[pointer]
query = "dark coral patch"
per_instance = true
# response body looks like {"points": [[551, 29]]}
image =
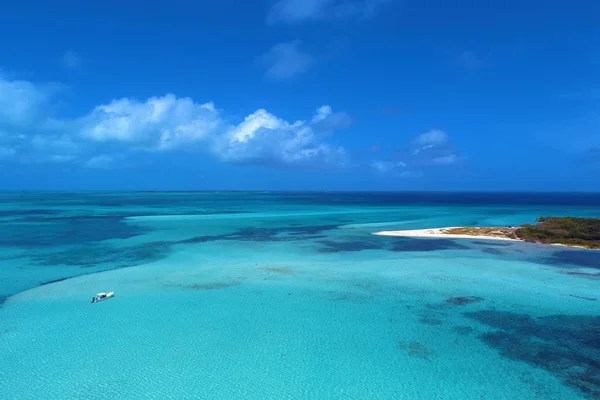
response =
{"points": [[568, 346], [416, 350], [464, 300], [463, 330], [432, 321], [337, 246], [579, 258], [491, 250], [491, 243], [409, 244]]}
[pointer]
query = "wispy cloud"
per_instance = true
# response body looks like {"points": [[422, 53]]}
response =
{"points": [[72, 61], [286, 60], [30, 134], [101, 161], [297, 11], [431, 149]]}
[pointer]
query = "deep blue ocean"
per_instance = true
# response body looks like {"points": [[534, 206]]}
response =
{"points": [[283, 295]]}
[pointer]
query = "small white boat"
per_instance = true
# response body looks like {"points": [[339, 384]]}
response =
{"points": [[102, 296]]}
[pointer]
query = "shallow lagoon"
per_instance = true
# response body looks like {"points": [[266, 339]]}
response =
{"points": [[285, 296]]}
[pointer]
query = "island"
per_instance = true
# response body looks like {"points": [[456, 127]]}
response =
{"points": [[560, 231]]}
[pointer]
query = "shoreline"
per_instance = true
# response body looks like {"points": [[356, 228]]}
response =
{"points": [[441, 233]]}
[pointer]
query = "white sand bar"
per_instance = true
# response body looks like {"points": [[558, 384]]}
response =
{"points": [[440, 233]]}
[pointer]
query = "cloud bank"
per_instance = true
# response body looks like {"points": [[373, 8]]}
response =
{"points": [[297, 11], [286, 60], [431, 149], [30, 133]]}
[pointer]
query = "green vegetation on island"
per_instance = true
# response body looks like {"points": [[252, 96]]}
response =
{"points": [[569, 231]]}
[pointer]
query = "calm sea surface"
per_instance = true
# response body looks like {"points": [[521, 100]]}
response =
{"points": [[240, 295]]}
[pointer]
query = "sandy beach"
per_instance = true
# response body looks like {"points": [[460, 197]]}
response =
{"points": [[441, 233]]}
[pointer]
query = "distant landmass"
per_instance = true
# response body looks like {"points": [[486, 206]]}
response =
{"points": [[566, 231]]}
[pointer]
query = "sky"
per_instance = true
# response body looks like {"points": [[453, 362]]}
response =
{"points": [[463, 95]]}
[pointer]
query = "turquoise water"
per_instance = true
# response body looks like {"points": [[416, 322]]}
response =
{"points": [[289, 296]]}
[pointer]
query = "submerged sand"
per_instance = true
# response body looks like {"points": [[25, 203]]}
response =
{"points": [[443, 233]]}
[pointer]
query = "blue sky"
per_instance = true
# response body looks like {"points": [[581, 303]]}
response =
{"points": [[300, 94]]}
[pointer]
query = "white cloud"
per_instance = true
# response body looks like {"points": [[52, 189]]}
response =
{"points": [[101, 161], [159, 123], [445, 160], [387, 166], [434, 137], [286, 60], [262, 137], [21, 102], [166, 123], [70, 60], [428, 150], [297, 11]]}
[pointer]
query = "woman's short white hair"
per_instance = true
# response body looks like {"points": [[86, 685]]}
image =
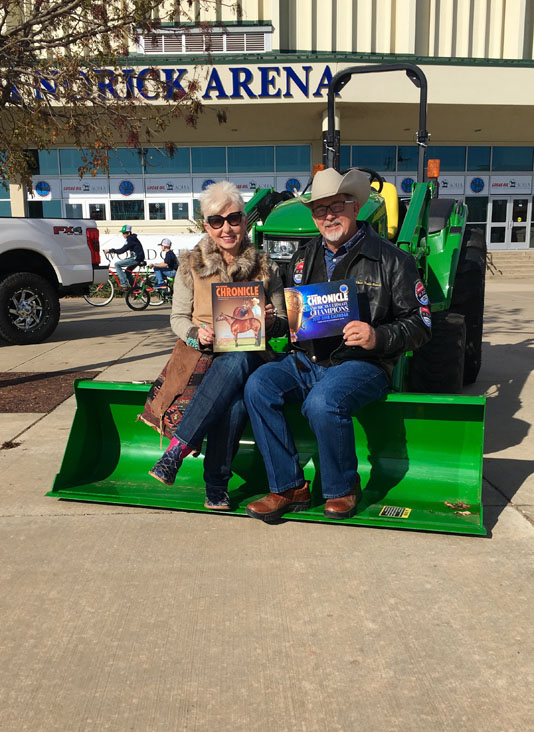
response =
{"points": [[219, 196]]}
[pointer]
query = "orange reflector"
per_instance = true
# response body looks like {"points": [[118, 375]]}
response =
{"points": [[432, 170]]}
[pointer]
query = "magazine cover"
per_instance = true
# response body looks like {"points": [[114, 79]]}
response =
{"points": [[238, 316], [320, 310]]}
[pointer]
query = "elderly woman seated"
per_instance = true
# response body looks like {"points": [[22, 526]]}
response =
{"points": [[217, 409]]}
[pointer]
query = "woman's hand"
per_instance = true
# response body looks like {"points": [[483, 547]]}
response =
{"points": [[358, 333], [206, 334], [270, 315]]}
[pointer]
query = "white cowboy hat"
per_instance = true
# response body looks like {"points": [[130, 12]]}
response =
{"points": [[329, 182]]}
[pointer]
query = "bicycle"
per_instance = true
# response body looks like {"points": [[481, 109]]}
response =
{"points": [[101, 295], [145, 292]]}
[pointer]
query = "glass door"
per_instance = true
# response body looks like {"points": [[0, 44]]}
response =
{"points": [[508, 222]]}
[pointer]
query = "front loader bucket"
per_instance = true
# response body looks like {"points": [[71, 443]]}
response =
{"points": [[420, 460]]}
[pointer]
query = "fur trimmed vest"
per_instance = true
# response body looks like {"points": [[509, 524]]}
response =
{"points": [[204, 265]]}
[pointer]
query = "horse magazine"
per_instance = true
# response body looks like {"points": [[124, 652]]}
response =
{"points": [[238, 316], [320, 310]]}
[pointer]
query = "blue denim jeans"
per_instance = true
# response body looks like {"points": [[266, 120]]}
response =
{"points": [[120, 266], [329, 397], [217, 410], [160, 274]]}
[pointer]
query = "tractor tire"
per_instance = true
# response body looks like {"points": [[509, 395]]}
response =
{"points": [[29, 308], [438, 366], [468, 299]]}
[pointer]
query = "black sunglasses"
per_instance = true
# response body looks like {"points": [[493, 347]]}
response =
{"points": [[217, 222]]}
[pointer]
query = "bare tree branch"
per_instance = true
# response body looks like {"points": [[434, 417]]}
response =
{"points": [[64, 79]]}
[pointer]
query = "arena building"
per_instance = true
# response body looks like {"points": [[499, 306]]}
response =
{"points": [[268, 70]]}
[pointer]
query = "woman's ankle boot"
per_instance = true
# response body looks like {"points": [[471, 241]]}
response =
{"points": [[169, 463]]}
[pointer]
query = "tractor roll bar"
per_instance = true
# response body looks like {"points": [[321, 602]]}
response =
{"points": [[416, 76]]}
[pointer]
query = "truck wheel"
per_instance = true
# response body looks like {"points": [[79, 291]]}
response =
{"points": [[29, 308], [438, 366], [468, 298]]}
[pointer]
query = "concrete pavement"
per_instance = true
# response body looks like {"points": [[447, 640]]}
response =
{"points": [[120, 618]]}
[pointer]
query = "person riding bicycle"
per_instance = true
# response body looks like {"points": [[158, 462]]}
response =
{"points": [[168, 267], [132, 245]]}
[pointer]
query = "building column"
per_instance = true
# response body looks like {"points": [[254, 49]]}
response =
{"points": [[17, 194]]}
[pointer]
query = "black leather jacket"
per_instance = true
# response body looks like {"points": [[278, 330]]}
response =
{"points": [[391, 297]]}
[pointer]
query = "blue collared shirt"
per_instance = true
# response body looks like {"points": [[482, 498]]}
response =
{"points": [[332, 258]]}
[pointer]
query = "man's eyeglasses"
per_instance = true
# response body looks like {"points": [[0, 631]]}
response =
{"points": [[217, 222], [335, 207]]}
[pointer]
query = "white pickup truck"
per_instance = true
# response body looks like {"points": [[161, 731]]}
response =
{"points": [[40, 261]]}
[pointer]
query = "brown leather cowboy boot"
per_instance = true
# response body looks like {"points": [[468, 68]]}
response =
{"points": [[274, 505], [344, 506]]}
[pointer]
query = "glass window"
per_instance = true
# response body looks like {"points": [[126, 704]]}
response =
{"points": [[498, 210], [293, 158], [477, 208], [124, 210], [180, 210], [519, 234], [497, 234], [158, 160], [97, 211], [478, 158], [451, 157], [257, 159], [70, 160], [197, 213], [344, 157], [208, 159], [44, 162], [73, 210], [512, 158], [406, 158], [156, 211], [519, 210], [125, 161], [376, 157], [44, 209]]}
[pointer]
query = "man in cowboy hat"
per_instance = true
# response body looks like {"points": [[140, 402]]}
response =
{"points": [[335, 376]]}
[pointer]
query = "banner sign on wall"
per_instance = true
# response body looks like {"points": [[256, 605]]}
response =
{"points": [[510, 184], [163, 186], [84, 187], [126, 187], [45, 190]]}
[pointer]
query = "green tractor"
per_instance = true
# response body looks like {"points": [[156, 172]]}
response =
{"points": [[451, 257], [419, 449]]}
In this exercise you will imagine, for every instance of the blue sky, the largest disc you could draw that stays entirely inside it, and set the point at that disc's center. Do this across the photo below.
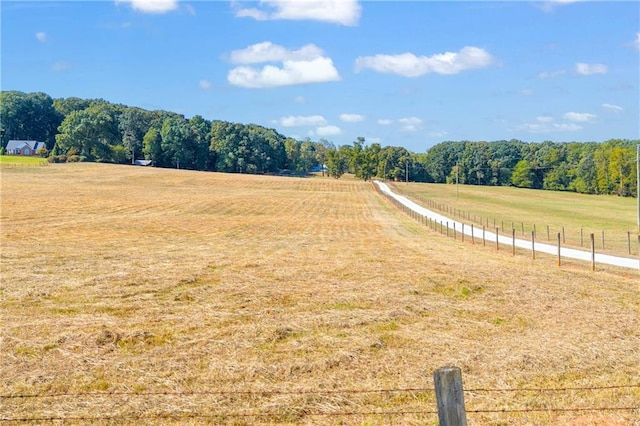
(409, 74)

## [WHAT THE TASK ASKS]
Only the pictures in the listing above get left out; print everything else exactly.

## [FINISHED TASK]
[pointer]
query = "dark coral patch"
per_instance = true
# response body looks like {"points": [[551, 29]]}
image =
response =
{"points": [[568, 346], [416, 350], [464, 300], [463, 330], [432, 321], [337, 246], [579, 258], [491, 250], [491, 243], [409, 244]]}
[pointer]
query = "wispy cloud"
per_instance = true
# response body looks like {"points": [[422, 53]]}
response =
{"points": [[72, 61], [286, 60], [30, 134], [101, 161], [297, 11], [431, 149]]}
[pointer]
query = "deep blue ocean"
per_instance = true
# response body looks like {"points": [[534, 206]]}
response =
{"points": [[283, 295]]}
[pointer]
query = "small white boat"
per_instance = true
# response body looks like {"points": [[339, 384]]}
response =
{"points": [[102, 296]]}
[pointer]
query = "shallow lagoon"
per_instance = true
# response body looks like {"points": [[266, 339]]}
response =
{"points": [[285, 296]]}
[pointer]
query = "island"
per_instance = true
# response body looks like {"points": [[456, 127]]}
response =
{"points": [[560, 231]]}
[pointer]
query = "shoreline"
per_instance = true
# response body looks like {"points": [[356, 228]]}
response =
{"points": [[441, 233]]}
[pointer]
query = "white sand bar"
per_instance = true
# response body looks like {"points": [[558, 384]]}
response =
{"points": [[440, 233]]}
[pointer]
query = "cloud bank"
per_instance = true
# response body looks like {"points": [[373, 8]]}
response =
{"points": [[297, 11], [286, 60], [431, 149], [30, 133]]}
[pointer]
query = "green vegetation on island"
per_instance = true
# response body looks like {"points": [[252, 96]]}
response =
{"points": [[569, 231]]}
[pointer]
query = "calm sea surface"
per_instance = true
# response body looks like {"points": [[521, 100]]}
response =
{"points": [[240, 295]]}
[pointer]
query = "sandy beach"
per_instance = true
# response body looks like {"points": [[460, 197]]}
response =
{"points": [[441, 233]]}
[pointer]
query = "distant landmass"
per_instance = true
# response body looks like {"points": [[486, 206]]}
response =
{"points": [[566, 231]]}
[pointer]
query = "sky"
per_instance = true
# response body looks like {"points": [[453, 362]]}
response =
{"points": [[463, 95]]}
[pointer]
query = "turquoise water"
per_instance = true
# response body looks like {"points": [[416, 322]]}
response =
{"points": [[289, 296]]}
[pointer]
query = "submerged sand"
per_instance = true
# response body looks like {"points": [[25, 203]]}
response =
{"points": [[443, 233]]}
[pointer]
query = "blue sky"
per_instance = true
# response body looks like {"points": [[581, 303]]}
response =
{"points": [[300, 94]]}
[pointer]
query = "white cloud"
per_instance = true
# response body looks like {"points": [[52, 189]]}
response =
{"points": [[101, 161], [159, 123], [445, 160], [387, 166], [434, 137], [286, 60], [262, 137], [21, 102], [166, 123], [70, 60], [428, 150], [297, 11]]}
[pointer]
query = "woman's short white hair"
per_instance = true
# response body looks like {"points": [[86, 685]]}
image =
response =
{"points": [[219, 196]]}
[pointer]
query = "orange reflector"
per_instance = true
# response body looks like {"points": [[118, 375]]}
response =
{"points": [[432, 170]]}
[pointer]
query = "magazine cover"
per_instance = true
# response body looks like {"points": [[114, 79]]}
response =
{"points": [[238, 316], [320, 310]]}
[pointer]
query = "elderly woman seated"
per_instance = true
# response body looks like {"points": [[22, 526]]}
response =
{"points": [[217, 409]]}
[pointer]
query = "woman's hand"
per_instance = true
# response body looks like {"points": [[483, 547]]}
response =
{"points": [[358, 333], [206, 334], [270, 315]]}
[pointer]
query = "white cowboy hat"
per_instance = true
# response body looks like {"points": [[130, 12]]}
response =
{"points": [[329, 182]]}
[pointer]
query = "bicycle"
per_instance = true
# response body looks like {"points": [[481, 109]]}
response =
{"points": [[101, 295], [145, 292]]}
[pointer]
query = "glass door"
per_instance = true
# response body looks like {"points": [[0, 44]]}
response =
{"points": [[508, 222]]}
[pointer]
query = "front loader bucket"
per_instance = true
# response body looks like {"points": [[71, 443]]}
response =
{"points": [[420, 460]]}
[pointer]
query = "fur trimmed vest"
per_instance = true
# response body looks like {"points": [[509, 524]]}
response =
{"points": [[204, 265]]}
[pointer]
query = "horse magazine"
per_instance = true
# response body looks like {"points": [[124, 652]]}
response =
{"points": [[238, 316], [320, 310]]}
[pointer]
query = "blue denim jeans"
per_instance = true
# response body looks like {"points": [[266, 120]]}
response =
{"points": [[120, 266], [329, 397], [217, 410], [160, 274]]}
[pointer]
query = "tractor tire"
per_instance = true
# response body looks like {"points": [[509, 395]]}
response =
{"points": [[29, 308], [438, 366], [468, 299]]}
[pointer]
query = "black sunglasses"
per_instance = true
# response body looks like {"points": [[493, 347]]}
response =
{"points": [[217, 222]]}
[pointer]
query = "bare tree branch"
per_instance = true
# response body looks like {"points": [[434, 417]]}
response =
{"points": [[64, 79]]}
[pointer]
query = "arena building"
per_instance = true
# response body looks like {"points": [[499, 306]]}
response =
{"points": [[268, 70]]}
[pointer]
query = "woman's ankle boot"
per_instance = true
# response body looks like {"points": [[471, 241]]}
response =
{"points": [[169, 463]]}
[pointer]
query = "tractor roll bar"
per_instance = true
# response body looks like {"points": [[321, 602]]}
response =
{"points": [[416, 76]]}
[pointer]
query = "truck wheel"
per_instance = true
# response body looks like {"points": [[79, 291]]}
response =
{"points": [[29, 308], [438, 366], [468, 298]]}
[pointer]
query = "concrete pavement"
per_instance = true
# response body looks like {"points": [[447, 640]]}
response =
{"points": [[120, 618]]}
[pointer]
query = "person riding bicycle"
per_instance = true
# response body looks like {"points": [[158, 462]]}
response =
{"points": [[168, 267], [132, 245]]}
[pointer]
query = "building column"
per_instance = true
# response body looks like {"points": [[254, 49]]}
response =
{"points": [[17, 194]]}
[pointer]
query = "black leather jacket"
per_instance = true
# response body looks like {"points": [[278, 330]]}
response =
{"points": [[391, 297]]}
[pointer]
query = "blue collared shirt"
per_instance = true
# response body looks like {"points": [[482, 498]]}
response =
{"points": [[332, 258]]}
[pointer]
query = "man's eyeglasses"
per_instance = true
# response body looks like {"points": [[0, 631]]}
response =
{"points": [[217, 222], [335, 207]]}
[pointer]
query = "white pickup truck"
per_instance = true
# response body looks like {"points": [[161, 731]]}
response =
{"points": [[40, 261]]}
[pointer]
query = "brown leather cowboy boot"
per_instance = true
# response body looks like {"points": [[468, 68]]}
response =
{"points": [[274, 505], [344, 506]]}
[pointer]
query = "glass window"
per_instance = true
# response body looks like {"points": [[126, 704]]}
response =
{"points": [[498, 210], [293, 158], [477, 208], [124, 210], [180, 210], [519, 234], [497, 234], [158, 160], [97, 211], [478, 158], [451, 157], [257, 159], [70, 160], [197, 213], [344, 157], [208, 159], [44, 162], [73, 210], [512, 158], [406, 158], [156, 211], [519, 210], [125, 161], [376, 157], [44, 209]]}
[pointer]
query = "man in cowboy hat"
per_instance = true
# response body looks like {"points": [[140, 402]]}
response =
{"points": [[335, 376]]}
[pointer]
query = "banner sign on wall"
per_instance = true
# response body looks like {"points": [[256, 605]]}
response =
{"points": [[510, 184], [163, 186], [84, 187], [126, 187], [45, 190]]}
[pointer]
query = "green tractor"
per_instance = true
# response body looks like {"points": [[156, 172]]}
response =
{"points": [[451, 257], [419, 449]]}
In this exercise you will imagine, for every instance of the blue sky, the largest disc you could draw that stays entirely inside it, and set the point at that disc's center. Do this across the photo below.
(409, 74)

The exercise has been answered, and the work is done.